Materials provided:
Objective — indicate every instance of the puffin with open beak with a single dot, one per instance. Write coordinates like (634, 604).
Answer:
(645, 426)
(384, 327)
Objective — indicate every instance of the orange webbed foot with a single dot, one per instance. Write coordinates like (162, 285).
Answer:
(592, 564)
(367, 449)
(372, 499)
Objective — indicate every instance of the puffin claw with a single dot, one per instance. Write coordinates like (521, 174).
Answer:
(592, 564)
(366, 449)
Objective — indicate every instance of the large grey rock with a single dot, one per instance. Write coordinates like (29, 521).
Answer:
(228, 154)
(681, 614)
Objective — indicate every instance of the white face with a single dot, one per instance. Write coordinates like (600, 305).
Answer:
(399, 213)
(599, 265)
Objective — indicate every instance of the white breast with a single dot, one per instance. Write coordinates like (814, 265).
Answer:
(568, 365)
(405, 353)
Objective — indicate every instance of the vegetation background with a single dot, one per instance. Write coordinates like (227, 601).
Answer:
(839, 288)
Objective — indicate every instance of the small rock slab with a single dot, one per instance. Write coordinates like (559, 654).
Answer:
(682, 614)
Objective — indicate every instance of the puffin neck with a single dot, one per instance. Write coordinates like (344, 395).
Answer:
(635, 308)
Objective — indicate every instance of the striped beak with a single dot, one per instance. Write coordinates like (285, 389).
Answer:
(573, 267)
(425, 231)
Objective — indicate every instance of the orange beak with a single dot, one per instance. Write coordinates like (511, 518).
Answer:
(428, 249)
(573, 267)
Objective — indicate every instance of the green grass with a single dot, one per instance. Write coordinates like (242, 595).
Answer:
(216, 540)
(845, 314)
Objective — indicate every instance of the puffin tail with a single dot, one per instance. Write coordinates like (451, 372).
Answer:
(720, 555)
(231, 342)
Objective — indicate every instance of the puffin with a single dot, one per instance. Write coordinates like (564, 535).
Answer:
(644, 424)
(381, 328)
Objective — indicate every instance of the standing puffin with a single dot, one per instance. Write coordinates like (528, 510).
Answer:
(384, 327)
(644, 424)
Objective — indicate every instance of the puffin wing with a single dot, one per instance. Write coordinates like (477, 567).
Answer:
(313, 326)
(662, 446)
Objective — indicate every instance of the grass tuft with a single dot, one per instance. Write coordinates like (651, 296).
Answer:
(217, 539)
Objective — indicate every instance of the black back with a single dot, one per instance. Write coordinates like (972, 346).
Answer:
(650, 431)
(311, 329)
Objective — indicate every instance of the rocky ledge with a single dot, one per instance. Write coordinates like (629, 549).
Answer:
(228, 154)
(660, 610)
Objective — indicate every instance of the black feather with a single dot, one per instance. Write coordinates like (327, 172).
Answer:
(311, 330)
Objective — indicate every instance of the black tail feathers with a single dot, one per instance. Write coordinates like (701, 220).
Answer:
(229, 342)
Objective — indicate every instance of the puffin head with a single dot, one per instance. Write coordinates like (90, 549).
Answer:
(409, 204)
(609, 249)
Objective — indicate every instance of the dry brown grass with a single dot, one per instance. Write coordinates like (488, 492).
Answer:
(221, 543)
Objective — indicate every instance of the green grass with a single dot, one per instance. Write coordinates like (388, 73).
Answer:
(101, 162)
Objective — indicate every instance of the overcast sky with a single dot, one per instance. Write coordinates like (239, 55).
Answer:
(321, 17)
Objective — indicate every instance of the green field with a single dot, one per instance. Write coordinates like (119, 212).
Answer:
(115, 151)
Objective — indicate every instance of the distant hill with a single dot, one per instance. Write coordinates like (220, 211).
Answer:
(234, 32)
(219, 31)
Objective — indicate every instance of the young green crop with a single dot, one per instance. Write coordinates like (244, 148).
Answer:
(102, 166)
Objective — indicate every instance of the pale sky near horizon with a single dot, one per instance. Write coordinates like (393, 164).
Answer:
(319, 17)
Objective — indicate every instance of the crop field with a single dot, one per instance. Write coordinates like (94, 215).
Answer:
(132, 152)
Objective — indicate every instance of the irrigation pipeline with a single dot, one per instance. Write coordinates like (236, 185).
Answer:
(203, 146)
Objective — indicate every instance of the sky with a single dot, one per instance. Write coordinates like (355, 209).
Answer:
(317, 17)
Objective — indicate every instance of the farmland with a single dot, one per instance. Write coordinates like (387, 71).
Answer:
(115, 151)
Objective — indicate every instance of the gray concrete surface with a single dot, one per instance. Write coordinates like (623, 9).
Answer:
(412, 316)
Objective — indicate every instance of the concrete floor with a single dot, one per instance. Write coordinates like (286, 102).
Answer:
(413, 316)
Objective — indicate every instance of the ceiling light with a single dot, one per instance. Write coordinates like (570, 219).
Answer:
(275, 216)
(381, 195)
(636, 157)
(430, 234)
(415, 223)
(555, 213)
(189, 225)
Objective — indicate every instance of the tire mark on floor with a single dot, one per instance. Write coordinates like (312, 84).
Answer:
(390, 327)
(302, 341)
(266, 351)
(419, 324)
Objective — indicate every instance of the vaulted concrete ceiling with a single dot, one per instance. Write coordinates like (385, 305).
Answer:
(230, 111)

What you are asked to do:
Copy each line of the listing above that contains the word "orange".

Exercise solution:
Objective — indicate every instance of the orange webbed foot with a single dot, one per instance. Write coordinates like (162, 285).
Objective — indicate every instance of the orange beak with a single dot, one per instance. Write coordinates like (511, 518).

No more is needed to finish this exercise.